Problem to solve:
Print every line of the listing exactly, please.

Material for this exercise:
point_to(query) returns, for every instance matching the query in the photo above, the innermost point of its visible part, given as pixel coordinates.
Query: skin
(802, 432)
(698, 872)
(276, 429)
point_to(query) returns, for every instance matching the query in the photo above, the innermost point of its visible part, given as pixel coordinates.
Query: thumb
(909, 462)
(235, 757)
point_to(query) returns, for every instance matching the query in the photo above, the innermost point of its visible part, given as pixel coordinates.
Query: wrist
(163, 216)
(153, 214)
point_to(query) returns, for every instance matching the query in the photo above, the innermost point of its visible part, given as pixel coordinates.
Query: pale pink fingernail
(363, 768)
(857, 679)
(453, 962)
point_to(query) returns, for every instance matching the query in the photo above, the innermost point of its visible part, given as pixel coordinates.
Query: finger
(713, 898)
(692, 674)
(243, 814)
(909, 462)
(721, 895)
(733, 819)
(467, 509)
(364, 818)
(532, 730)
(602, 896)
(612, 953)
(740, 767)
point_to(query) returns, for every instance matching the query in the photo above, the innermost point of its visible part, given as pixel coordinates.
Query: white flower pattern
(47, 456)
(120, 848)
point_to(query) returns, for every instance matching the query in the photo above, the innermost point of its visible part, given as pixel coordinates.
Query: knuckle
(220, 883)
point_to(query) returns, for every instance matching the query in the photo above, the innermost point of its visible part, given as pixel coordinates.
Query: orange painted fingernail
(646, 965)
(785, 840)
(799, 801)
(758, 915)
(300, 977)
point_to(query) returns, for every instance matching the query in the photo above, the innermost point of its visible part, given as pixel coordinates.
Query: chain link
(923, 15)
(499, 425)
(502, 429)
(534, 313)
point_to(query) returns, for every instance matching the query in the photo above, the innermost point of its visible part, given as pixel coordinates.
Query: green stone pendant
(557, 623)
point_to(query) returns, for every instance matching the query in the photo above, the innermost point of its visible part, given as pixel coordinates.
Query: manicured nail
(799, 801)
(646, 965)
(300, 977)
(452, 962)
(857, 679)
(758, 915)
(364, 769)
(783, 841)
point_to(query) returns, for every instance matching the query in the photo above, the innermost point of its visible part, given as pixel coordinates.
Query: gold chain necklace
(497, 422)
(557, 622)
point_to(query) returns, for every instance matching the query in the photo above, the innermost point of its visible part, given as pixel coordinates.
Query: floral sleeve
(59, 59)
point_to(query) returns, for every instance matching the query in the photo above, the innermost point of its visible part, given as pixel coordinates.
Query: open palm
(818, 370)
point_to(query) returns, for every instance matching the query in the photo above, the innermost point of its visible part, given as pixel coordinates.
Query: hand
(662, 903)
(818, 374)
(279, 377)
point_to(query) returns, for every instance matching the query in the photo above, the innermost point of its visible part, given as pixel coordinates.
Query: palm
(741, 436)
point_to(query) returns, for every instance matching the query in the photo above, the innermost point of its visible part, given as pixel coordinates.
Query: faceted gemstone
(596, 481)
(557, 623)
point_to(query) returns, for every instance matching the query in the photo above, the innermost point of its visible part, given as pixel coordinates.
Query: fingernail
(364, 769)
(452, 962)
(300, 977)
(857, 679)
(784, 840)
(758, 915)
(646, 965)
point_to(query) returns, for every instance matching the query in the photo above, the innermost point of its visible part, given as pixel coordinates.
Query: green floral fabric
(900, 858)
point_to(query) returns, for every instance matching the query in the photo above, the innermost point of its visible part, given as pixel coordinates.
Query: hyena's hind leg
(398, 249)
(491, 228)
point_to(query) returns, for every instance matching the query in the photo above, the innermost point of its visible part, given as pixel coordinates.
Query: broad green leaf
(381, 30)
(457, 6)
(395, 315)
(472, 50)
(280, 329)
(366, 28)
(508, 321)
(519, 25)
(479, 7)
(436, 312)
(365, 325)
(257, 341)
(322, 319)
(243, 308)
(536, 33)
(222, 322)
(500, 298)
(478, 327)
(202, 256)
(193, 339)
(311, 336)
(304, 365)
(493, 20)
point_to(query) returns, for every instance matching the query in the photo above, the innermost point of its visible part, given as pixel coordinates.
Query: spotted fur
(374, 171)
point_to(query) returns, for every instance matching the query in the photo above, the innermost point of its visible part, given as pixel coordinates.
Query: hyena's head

Expected answer:
point_to(query) returns, for every instance matching the query in the photo above, the innermost point of its visible part, given as pixel coordinates.
Query: skin
(802, 432)
(698, 872)
(276, 429)
point_to(query) returns, for every instance matching the query in the photo above, the innermost point of its visible part, given as pixel coordinates.
Query: thumb
(909, 462)
(235, 757)
point_to(query) returns, for every instance matching the query in the photo above, the innermost point of its visible part, given as pixel coordinates.
Query: wrist
(163, 216)
(153, 214)
point_to(query) returns, for every instance matching the query in the photo above, the innermost point of its visible part, given as pixel coordinates.
Query: pale pink fingernail
(363, 768)
(857, 679)
(453, 962)
point_to(query) returns, for every instance matching the query in the photo above, the innermost point of its visible part, given as pixel coordinates.
Query: finger
(713, 898)
(692, 674)
(243, 814)
(909, 462)
(721, 895)
(733, 819)
(467, 509)
(364, 818)
(532, 730)
(602, 896)
(612, 953)
(740, 767)
point_to(query) returns, for every instance matching the query in the photo above, the innermost point of its visible part, given as pixel coordinates.
Query: white flower pattern
(47, 456)
(120, 848)
point_to(query) returns, for every instance matching the query in the photo above, the innermost point of its visible part, given as pixel coordinates.
Query: knuckle
(220, 883)
point_to(query) returns, for every instance matching the query in the photo above, the innermost point of its visible part, given as pixel coordinates.
Query: orange painted fingernail
(646, 965)
(785, 840)
(799, 801)
(758, 915)
(300, 977)
point_to(query) returns, for every instance matching the query in the photo above, the innermost point of its visible part, given as pixel coordinates.
Query: chain link
(923, 15)
(499, 425)
(502, 429)
(534, 313)
point_to(query) returns, for every instance matching the query in the photo above, the innermost point of its visible part, given as pixel coordinates.
Query: green stone pendant
(557, 623)
point_to(query) returns, for every instance matching the query in the photo above, the innermost point of its visible part, given as pixel coordinates.
Query: manicured nail
(799, 801)
(646, 965)
(300, 977)
(452, 962)
(857, 679)
(758, 915)
(364, 769)
(783, 841)
point_to(query) returns, for every instance matching the query in the photo above, the innermost point of its visible part, given as pixel coordinates.
Query: gold chain necklace
(497, 422)
(557, 622)
point_to(query) returns, for every instance matching the query in the photo above, the innermost point of its visible part, given as pixel coordinates.
Query: floral sleeve
(59, 59)
point_to(query) returns, for every instance matching the query in the photo above, the innermost point of its visible part, given as pixel coordinates.
Query: open palm
(818, 370)
point_to(query) returns, for every instance matching the query in the photo above, the innermost point of its visible part, given as pixel coordinates.
Query: hand
(662, 903)
(818, 374)
(279, 377)
point_to(query) returns, for every instance matching the query in the photo above, the innermost point of its visible part, given as pixel coordinates.
Query: palm
(741, 436)
point_to(query) returns, for every instance matching the query in the photo above, the innermost point of its visible part, given as pixel coordinates.
Query: faceted gemstone
(596, 481)
(557, 623)
point_to(query) returns, for every instance matching the query in the photo above, the innermost point of its visible part, given as pixel coordinates.
Query: fingernail
(364, 769)
(452, 962)
(300, 977)
(857, 679)
(784, 840)
(758, 915)
(646, 965)
point_to(query) returns, for every instance matching the query in the photo above, the innermost point of its visible part, given as pixel coordinates.
Query: green floral fabric
(900, 858)
point_to(query) returns, for every instance matching the query in the photo above, the innermost point of its visible part, given as pixel coordinates.
Query: hyena's hind leg
(398, 249)
(491, 228)
point_to(query) returns, for every instance matching the query in the photo above, the innermost point of its visible part, given as pixel coordinates.
Query: broad green leaf
(381, 30)
(457, 6)
(395, 315)
(472, 50)
(280, 329)
(366, 28)
(508, 321)
(519, 25)
(479, 7)
(436, 312)
(365, 325)
(257, 341)
(322, 319)
(243, 308)
(536, 33)
(222, 322)
(500, 298)
(478, 327)
(202, 256)
(193, 339)
(311, 336)
(304, 365)
(493, 20)
point_to(query) returns, for every instance matching the query in the photo above, the innermost point of its visible part, given as pixel coordinates.
Query: spotted fur
(374, 171)
point_to(query) returns, for every instance matching the query in the photo above, the innermost point of its visible part, given as pixel coordinates.
Query: hyena's head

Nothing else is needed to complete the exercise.